▸ **Goal**:
Render everything from the record that contains "blue basketball jersey." down to the end of the records as a two-column CSV with the columns text and answer, one row per record. Put each field in quotation marks and turn its line breaks into spaces.

-- START Dataset records --

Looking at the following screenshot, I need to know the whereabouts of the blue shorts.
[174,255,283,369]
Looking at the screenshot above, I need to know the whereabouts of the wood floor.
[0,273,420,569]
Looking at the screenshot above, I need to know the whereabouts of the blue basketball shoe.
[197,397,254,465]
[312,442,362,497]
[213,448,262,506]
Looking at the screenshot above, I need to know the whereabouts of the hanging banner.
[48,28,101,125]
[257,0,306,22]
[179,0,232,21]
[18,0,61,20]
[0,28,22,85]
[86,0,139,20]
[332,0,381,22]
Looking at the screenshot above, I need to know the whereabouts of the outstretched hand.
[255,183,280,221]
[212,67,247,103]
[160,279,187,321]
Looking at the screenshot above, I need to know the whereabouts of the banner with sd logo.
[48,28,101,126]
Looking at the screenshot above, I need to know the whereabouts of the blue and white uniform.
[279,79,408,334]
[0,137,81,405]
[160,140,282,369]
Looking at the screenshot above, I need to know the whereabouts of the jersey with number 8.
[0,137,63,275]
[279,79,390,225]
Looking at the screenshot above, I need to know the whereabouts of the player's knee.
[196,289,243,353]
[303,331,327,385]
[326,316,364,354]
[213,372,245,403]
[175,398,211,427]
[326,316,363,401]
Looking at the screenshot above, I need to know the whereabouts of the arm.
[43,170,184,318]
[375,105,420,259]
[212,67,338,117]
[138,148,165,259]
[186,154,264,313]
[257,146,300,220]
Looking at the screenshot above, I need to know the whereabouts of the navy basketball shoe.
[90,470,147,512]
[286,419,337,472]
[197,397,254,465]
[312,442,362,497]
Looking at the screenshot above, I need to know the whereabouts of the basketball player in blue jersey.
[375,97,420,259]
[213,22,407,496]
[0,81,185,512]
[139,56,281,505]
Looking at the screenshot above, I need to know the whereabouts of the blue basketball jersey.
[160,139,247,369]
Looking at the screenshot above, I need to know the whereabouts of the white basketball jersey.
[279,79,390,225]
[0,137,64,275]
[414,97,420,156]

-- END Dataset records --

▸ **Expected answer**:
text,answer
"Looking at the screenshot above, I need to know the whereabouts of the blue basketball jersey.","[160,139,247,369]"
"Looking at the screenshot above, I need to know the whereabouts of the white basketball jersey.","[279,79,390,225] [0,137,64,275] [414,97,420,156]"